O Ato institucional nº 1, de abril de 1964, que ficou conhecido na história recente do Brasil como “golpe militar” traz em seu preâmbulo os motivos pelos quais os chefes das forças armadas poderiam alterar a constituição, cassar mandatos legislativos, suspender direitos políticos, colocar em disponibilidade ou aposentar compulsoriamente funcionário públicos que tivesse atentado contra a segurança do país, o regime democrático e a probidade da administração pública, além de convocar eleições indiretas para presidente.
Parte do Preâmbulo do AI 1/64
“(...) Os Chefes da revolução vitoriosa, graças à ação das Forças Armadas e ao apoio inequívoco da Nação, representam o Povo e em seu nome exercem o Poder Constituinte, de que o Povo é o único titular. O Ato Institucional que é hoje editado pelos Comandantes-em-Chefe do Exército, da Marinha e da Aeronáutica, em nome da revolução que se tornou vitoriosa com o apoio da Nação na sua quase totalidade, se destina a assegurar ao novo governo a ser instituído, os meios indispensáveis à obra de reconstrução econômica, financeira, política e moral do Brasil, de maneira a poder enfrentar, de modo direto e imediato, os graves e urgentes problemas de que depende a restauração da ordem interna e do prestígio internacional da nossa Pátria. “
O trecho citado informa que o Brasil passava por uma revolução que não tinha o interesse ou vontade de um grupo, mas o interesse e a vontade da Nação. Mais adiante, traz a ideia de que a revolução vitoriosa se investe no exercício do Poder Constituinte, em sua forma mais expressiva e mais radical, que se legitima em si mesma e que possui a capacidade de destituir o governo anterior e instituir um novo governo. Isso somente seria possível graças à ação das forças armadas e apoio inequívoco da Nação, que essa revolução representa o povo e em seu nome exercem o Poder Constituinte, de que é o nome e o único titular.
Da mesma forma que o AI nº 1/64, o Auto Institucional nº 2/65 apoiou-se na legitimidade popular para continuar impondo medidas autoritárias sem a adesão da massa,
Parte do Preâmbulo do AI 2/1965
“(...) Revolução é um movimento que veio da inspiração do povo brasileiro para atender às suas aspirações mais legítimas: erradicar uma situação e uni Governo que afundavam o País na corrupção e na subversão.”
De fato, não há dúvidas de que o preâmbulo traz elementos que define o conceito soberania de um país, especialmente quando se refere a legitimação popular. No entanto, trata-se de uma falácia e uma justificativa incoerente dentro do próprio ato. Ora, se o povo legitima o ato, por que afastar dele os direitos políticos, a liberdade de expressão? por que legislar por conta própria? Da mesma forma, se o povo é titular da soberania, era de se esperar que houvesse consulta prévia, com aceitação tácita ou expressa, diretamente ou por meio de representantes eleitos. Simplesmente, não houve.

### Tarefa a realizar:
Atualize o texto sobre o Ato Institucional nº 1 começando em "O Ato institucional nº" e seguindo até "indiretas para presidente.", com "compulsoriamente" substituído por "obrigatoriamente".

### Material de origem:
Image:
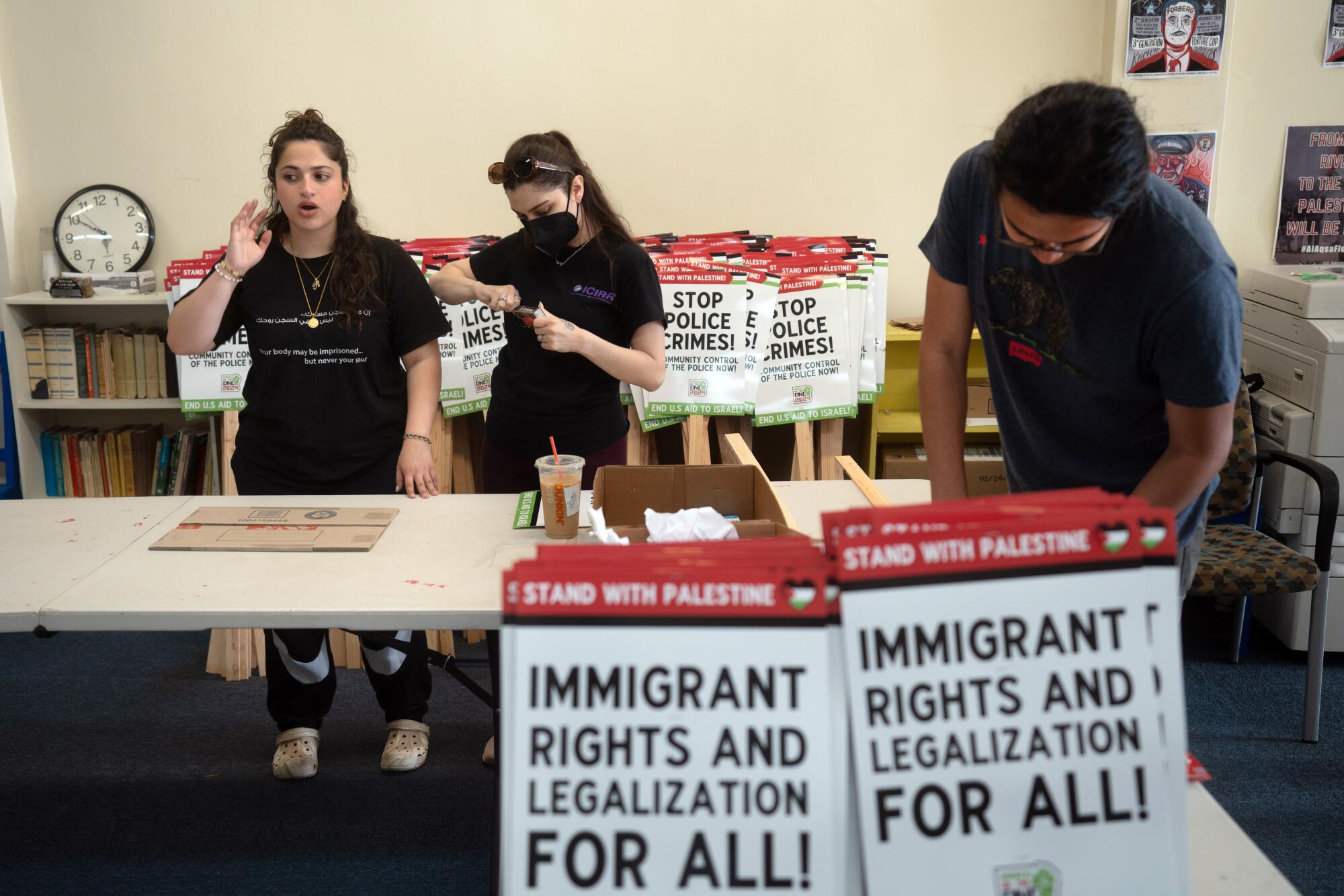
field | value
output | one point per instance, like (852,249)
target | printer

### Solução do problema:
O Ato institucional nº 1, de abril de 1964, que ficou conhecido na história recente do Brasil como “golpe militar” traz em seu preâmbulo os motivos pelos quais os chefes das forças armadas poderiam alterar a constituição, cassar mandatos legislativos, suspender direitos políticos, colocar em disponibilidade ou aposentar obrigatoriamente funcionário públicos que tivesse atentado contra a segurança do país, o regime democrático e a probidade da administração pública, além de convocar eleições indiretas para presidente.